───── Texto fornecido ─────

À frente da cozinha do restaurante Vecchio Sogno, na capital, o chef Ivo Faria utiliza a técnica para conferir mais sabor ao salmão servido em lâminas – aspecto semelhante ao de sushi. Temperado até 24 horas antes de ser defumado, o peixe é colocado em estufa com a fonte de calor e gelo, cujo objetivo é fazer com que a fumaça chegue fria à peça.
O resultado, explica o chef, é um peixe semi-defumado, com textura preservada e sabor mais presente, porém suave. “Justamente por não ser defumado por completo, como bacon e linguiça, o sabor é leve, mas não tanto quanto o do sushi”, detalha.
Mudanças pontuais
Sob o “calor” da fumaça, o pescado permanece por cerca de cinco horas. Esse tempo, no entanto, pode variar para mais ou menos, conforme a espessura do filé utilizado. De acordo com Ivo Faria, o objetivo é promover mudanças pontuais no sabor dos alimentos, mas não modificá-los por completo.
Restaurante com duas unidades, em Belo Horizonte e Nova Lima, o OssO Mind The Bones lançou mão da fumaça temperada para dar um toque especial a uma sobremesa. Velho conhecido de muita gente, o churros de paçoca com doce de leite por lá é servido defumado.
Empresário de BH usa técnica e forno especiais há 45 anos
Uma ciência exata. É como o proprietário da Salumeria Chiari, Carlos Chiari, define o processo de defumação feito por ele da mesma maneira, há 45 anos, em Belo Horizonte. Segundo o descendente de italianos – que produz sete carnes diferentes, dentre cortes suínos e bovinos, utilizando a técnica em forno artesanal –, é necessário precisão para garantir o produto perfeito.
A temperatura do fogo – 75°C – é crucial para o resultado obtido. Acima disso, corre-se o risco de cozinhar demais o produto e fazer com que perca umidade. Abaixo, o perigo é o de não pasteurizar a carne, deixando-a suscetível a bactérias. “A carne pode estar linda por fora, mas contaminada por dentro”, justifica Chiari, ensinando que manchas brancas no produto são sinal de defumação não uniforme.
Detalhes
Tipo e quantidade de tempero, uso de ervas aromáticas e modo de embalar o corte também integram o passo a passo, cuidadoso do início do afim. Até o tipo de madeira influencia, é preciso que garanta fumaça abundante e constante. No caso dos produtos feitos por ele – copa, lombo, presunto pata branca, pastrame, picanha e os mais recentes, speck e pustanhac –, a escolha é o eucalipto.
“É uma madeira ecologicamente correta, desenvolvida para virar lenha. Só preciso tirar a casca, para não deixar o produto escuro, e as folhas, para não virar sauna”, brinca Carlos Chiari, ou somente Chiari, como é conhecido em BH.
Diferentes no corte, na apresentação, no tempo de defumação e nas ervas que levam durante o processo, as carnes apresentam sabor bem específico, mas discreto. “Não são enfumaçadas, mas defumadas”, reforça o empresário.
TRADIÇÃO – Chiari mantém o mesmo processo, feito em forno (ao fundo) criado por ele há 45 anos, em sete produtos diferentes
RECEITA:
Pudim de leite defumado:
– Ingredientes:
2 latas de leite condensado
2 latas de leite (mesma medida do leite condensado)

───── Material apresentado ─────

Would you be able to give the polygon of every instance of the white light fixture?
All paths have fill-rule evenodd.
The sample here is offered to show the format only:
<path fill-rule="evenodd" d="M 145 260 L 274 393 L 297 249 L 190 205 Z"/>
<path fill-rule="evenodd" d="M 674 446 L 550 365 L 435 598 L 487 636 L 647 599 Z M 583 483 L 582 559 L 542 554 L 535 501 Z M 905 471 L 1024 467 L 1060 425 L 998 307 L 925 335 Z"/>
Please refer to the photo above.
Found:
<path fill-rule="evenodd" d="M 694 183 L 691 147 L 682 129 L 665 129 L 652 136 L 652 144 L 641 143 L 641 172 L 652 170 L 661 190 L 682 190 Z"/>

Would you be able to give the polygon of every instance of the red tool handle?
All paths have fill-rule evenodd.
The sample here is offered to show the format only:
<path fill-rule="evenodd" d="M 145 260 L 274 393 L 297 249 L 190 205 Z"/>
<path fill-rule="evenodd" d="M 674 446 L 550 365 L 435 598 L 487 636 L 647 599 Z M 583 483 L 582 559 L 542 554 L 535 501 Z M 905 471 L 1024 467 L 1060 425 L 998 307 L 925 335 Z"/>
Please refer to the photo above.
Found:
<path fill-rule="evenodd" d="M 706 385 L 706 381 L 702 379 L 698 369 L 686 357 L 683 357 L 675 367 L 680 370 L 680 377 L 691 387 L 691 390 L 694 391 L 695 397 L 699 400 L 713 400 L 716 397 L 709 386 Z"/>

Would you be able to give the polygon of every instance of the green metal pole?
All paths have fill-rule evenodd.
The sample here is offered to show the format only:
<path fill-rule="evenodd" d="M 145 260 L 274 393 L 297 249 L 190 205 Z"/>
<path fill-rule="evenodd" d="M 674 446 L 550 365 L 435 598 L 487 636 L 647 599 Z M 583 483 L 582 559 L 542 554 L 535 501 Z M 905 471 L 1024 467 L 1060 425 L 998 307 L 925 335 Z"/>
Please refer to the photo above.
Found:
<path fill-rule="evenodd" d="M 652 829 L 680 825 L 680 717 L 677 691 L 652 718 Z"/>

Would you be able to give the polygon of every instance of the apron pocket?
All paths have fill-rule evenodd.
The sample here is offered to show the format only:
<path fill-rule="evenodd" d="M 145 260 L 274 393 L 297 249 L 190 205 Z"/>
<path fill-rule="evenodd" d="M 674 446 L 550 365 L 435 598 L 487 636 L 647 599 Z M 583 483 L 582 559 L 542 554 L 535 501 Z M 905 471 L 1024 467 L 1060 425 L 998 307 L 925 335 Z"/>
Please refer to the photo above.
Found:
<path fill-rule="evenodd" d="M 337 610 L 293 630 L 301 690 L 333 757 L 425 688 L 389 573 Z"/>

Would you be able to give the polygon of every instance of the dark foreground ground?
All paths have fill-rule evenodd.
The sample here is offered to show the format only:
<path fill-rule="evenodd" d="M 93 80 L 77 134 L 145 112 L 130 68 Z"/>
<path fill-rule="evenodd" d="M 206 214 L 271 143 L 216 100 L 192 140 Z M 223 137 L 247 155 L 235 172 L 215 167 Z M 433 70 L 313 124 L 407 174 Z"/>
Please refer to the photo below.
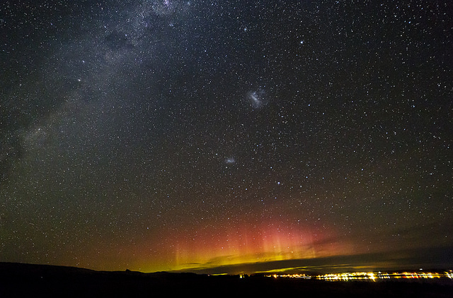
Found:
<path fill-rule="evenodd" d="M 325 282 L 191 273 L 101 272 L 0 263 L 0 297 L 453 297 L 453 282 Z"/>

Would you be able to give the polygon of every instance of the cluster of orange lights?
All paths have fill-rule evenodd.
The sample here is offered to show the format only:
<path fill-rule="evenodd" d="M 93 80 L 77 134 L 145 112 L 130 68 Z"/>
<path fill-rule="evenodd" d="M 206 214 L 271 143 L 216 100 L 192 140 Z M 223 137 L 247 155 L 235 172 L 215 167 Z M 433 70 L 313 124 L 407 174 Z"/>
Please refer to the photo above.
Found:
<path fill-rule="evenodd" d="M 283 274 L 271 275 L 268 277 L 284 278 L 303 278 L 313 279 L 328 281 L 349 281 L 349 280 L 389 280 L 399 278 L 419 278 L 419 279 L 433 279 L 448 278 L 453 279 L 453 270 L 445 271 L 443 273 L 432 272 L 403 272 L 386 273 L 382 272 L 354 272 L 343 273 L 329 273 L 323 275 L 307 275 L 305 274 Z"/>

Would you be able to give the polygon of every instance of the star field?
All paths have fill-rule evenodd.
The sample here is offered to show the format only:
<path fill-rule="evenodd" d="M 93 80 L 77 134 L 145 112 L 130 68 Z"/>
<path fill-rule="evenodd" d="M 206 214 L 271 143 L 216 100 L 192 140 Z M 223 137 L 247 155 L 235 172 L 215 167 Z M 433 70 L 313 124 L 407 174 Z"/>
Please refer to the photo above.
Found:
<path fill-rule="evenodd" d="M 452 20 L 442 1 L 3 1 L 0 261 L 453 264 Z"/>

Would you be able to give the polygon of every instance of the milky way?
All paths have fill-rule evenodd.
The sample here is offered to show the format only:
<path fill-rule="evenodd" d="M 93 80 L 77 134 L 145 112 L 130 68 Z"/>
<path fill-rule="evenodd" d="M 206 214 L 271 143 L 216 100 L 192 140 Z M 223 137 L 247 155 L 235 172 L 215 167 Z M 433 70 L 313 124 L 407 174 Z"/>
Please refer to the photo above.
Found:
<path fill-rule="evenodd" d="M 0 261 L 453 264 L 449 1 L 28 2 L 0 4 Z"/>

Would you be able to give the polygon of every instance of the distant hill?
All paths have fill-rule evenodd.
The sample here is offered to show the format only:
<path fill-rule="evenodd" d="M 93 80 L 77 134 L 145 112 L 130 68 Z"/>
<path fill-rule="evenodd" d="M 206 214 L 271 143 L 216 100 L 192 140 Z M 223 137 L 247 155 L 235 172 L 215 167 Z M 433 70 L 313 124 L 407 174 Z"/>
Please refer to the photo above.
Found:
<path fill-rule="evenodd" d="M 256 275 L 96 271 L 75 267 L 0 263 L 0 297 L 453 297 L 453 286 L 342 282 Z M 297 296 L 296 296 L 297 295 Z"/>

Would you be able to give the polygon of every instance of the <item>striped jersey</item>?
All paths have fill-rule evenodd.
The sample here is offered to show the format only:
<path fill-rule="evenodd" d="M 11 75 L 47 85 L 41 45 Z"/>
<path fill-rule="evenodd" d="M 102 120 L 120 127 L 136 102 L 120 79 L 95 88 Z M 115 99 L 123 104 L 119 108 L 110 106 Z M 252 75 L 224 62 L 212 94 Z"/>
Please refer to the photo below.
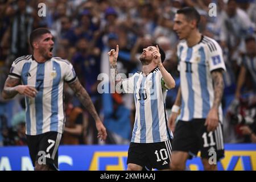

─────

▶ _Lista de exercícios_:
A. Liste todos os produtos defumados que Carlos Chiari faz, segundo o texto sobre defumação.
B. No texto sobre defumação, qual temperatura do fogo Chiari considera crucial para o resultado?
C. Continue o texto sobre defumação a partir do ponto em que ele termina.

▶ _Respostas dos exercícios_:
A. Copa, lombo, presunto pata branca, pastrame, picanha, speck e pustanhac.

B. 75°C.

C.
6 ovos
2 xícaras de chá de açúcar
3/4 xícara de chá de água
– Modo de preparo:
Faça uma cama de serragem (numa assadeira) e posicione o leite e o leite condensado no meio dela em um bowl pequeno. Acenda o fogo, espere liberar fumaça e tampe. Aguarde por cerca de 10 minutos.
Bata no liquidificador os ovos com o leite condensado.
Em uma panela, coloque o açúcar e a água e misture até dissolver. Cozinhe até que fique com cor de caramelo. Transfira para uma forma e espalhe por toda a superfície.
Adicione o creme batido e cubra com papel alumínio. Leve ao banho maria e asse por aproximadamente 1 hora e meia em fogo baixo (160°C). Espere esfriar para desenformar!
Dica: frutas como abacaxi e banana podem ser defumadas no forno (veja passo a passo abaixo). Aproveite para combiná-las com o leite condensado defumado!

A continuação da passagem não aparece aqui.